All lines below containing the string "wooden" are to be copied.

Photo-based referring expression data
^^^^

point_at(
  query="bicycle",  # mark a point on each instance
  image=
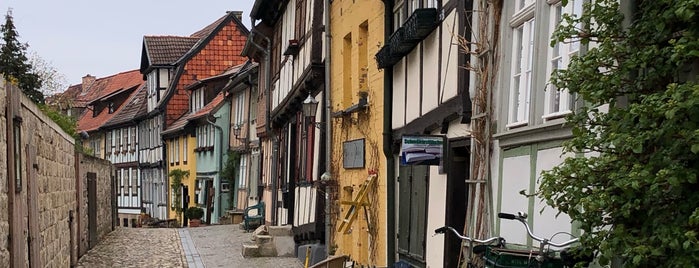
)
(546, 257)
(469, 258)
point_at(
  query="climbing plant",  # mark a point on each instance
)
(228, 172)
(633, 187)
(176, 177)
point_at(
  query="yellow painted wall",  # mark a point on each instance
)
(190, 165)
(357, 30)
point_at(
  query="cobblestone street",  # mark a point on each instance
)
(136, 247)
(211, 246)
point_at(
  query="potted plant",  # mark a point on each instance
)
(194, 214)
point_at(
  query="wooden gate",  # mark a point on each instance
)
(92, 209)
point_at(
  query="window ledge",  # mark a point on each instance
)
(556, 115)
(517, 124)
(553, 130)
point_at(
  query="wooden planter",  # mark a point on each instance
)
(194, 222)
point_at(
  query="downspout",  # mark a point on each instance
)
(328, 127)
(388, 142)
(220, 163)
(268, 92)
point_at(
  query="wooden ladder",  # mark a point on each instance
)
(359, 200)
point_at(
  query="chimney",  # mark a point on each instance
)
(238, 14)
(88, 80)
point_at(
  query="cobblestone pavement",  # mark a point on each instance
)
(221, 246)
(136, 247)
(212, 246)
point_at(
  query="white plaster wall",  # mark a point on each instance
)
(547, 223)
(413, 58)
(430, 71)
(494, 175)
(434, 248)
(450, 50)
(398, 95)
(515, 177)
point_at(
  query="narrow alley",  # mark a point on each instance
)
(210, 246)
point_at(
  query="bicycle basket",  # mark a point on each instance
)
(516, 258)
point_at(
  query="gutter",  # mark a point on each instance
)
(220, 159)
(328, 127)
(268, 100)
(388, 143)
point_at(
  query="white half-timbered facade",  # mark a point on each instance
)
(430, 96)
(292, 142)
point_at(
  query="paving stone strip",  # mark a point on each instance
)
(210, 247)
(136, 247)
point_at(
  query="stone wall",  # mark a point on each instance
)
(48, 194)
(103, 171)
(4, 211)
(55, 178)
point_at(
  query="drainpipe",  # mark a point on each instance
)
(268, 92)
(220, 161)
(328, 127)
(388, 142)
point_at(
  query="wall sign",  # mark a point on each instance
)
(422, 150)
(353, 154)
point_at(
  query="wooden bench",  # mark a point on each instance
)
(258, 217)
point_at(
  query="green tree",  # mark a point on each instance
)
(176, 177)
(14, 63)
(635, 193)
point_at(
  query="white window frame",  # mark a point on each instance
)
(170, 154)
(184, 150)
(242, 169)
(239, 109)
(521, 5)
(559, 103)
(524, 35)
(399, 15)
(177, 150)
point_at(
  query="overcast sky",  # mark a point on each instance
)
(102, 38)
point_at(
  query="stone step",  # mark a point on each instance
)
(254, 251)
(284, 230)
(264, 239)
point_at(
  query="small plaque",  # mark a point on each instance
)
(353, 154)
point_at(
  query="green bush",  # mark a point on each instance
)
(194, 213)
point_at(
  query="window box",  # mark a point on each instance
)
(421, 23)
(400, 44)
(293, 48)
(385, 58)
(415, 29)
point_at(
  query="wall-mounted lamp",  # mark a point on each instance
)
(310, 106)
(236, 132)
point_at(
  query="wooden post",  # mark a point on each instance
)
(33, 208)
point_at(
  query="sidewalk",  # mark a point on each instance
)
(221, 245)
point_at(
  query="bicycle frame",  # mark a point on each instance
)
(543, 242)
(471, 241)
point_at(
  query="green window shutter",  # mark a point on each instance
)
(404, 210)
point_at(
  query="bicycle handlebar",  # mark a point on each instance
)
(522, 217)
(443, 229)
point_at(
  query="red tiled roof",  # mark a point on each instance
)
(166, 50)
(137, 102)
(182, 122)
(103, 89)
(218, 50)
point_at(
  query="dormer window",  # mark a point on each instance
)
(158, 80)
(197, 100)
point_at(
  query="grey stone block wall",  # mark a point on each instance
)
(103, 170)
(57, 189)
(4, 211)
(56, 182)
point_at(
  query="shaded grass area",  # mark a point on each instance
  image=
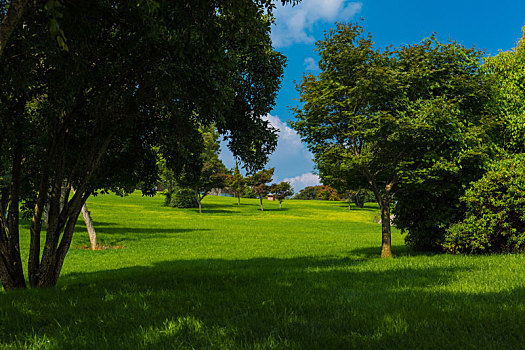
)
(305, 278)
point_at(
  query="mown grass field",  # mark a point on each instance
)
(305, 277)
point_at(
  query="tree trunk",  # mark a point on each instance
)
(90, 227)
(386, 235)
(10, 21)
(11, 271)
(198, 197)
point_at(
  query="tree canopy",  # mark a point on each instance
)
(397, 117)
(137, 78)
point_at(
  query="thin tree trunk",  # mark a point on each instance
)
(11, 271)
(10, 21)
(386, 235)
(90, 227)
(198, 197)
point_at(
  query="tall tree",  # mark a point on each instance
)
(395, 115)
(508, 70)
(258, 183)
(137, 77)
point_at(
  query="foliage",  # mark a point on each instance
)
(138, 78)
(319, 192)
(281, 191)
(508, 69)
(204, 171)
(258, 183)
(399, 118)
(179, 197)
(495, 218)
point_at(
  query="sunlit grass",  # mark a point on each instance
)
(307, 276)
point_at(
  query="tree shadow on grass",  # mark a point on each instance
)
(302, 303)
(114, 234)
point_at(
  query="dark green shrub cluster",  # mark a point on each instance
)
(181, 198)
(495, 220)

^^^^

▶ [Exercise solution]
  query="wooden gate",  # mark a point on each instance
  query="wooden planter",  # mark a point on each instance
  query="wooden ladder",  # mark a point on each instance
  query="wooden bench",  # mark a point on each instance
  query="wooden post",  # mark a point on each instance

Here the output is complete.